● **What is asked**
Count how many lines in the entries below contain the word "green", and reply with that number alone.

Source data
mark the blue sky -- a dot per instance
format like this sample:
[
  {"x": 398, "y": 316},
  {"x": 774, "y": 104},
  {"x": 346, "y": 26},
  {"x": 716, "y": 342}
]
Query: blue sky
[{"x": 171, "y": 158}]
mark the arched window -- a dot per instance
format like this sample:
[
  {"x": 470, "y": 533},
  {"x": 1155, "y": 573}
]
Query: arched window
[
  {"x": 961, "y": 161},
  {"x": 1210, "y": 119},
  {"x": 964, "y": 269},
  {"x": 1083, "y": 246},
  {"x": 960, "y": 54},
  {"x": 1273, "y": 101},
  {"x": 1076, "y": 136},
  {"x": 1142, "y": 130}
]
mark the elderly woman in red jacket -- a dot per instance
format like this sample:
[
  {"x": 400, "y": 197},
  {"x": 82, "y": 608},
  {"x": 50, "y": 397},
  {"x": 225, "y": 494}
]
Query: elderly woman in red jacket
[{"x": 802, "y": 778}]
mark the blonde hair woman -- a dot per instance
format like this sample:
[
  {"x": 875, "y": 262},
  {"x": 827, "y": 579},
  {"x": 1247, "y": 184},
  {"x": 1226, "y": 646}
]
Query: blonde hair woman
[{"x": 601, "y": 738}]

---

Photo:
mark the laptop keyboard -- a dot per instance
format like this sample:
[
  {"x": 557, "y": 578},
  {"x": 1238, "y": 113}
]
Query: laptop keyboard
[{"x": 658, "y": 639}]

==

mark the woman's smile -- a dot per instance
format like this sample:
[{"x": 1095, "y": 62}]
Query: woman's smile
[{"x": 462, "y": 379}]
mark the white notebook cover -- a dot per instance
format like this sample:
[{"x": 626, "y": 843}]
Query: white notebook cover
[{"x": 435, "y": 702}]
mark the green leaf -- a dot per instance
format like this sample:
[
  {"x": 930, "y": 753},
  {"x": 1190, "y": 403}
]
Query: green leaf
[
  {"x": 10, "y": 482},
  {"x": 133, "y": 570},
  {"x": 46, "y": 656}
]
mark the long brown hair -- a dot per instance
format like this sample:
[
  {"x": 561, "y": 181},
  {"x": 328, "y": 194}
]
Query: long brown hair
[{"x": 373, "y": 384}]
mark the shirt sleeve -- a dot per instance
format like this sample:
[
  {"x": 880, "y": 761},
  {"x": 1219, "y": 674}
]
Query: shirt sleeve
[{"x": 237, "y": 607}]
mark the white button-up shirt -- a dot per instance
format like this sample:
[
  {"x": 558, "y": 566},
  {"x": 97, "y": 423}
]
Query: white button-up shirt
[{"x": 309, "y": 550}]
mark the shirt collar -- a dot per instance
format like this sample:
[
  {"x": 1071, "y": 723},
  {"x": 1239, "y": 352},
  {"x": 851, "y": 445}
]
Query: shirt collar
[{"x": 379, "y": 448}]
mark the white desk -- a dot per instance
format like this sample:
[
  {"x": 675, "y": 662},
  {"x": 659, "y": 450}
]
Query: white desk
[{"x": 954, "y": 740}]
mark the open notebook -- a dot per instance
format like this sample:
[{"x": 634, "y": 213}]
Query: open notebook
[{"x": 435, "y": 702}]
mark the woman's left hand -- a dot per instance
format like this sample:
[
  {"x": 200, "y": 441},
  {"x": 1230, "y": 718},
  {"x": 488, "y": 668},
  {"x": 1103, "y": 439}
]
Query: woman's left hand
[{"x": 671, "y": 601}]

● **The result**
2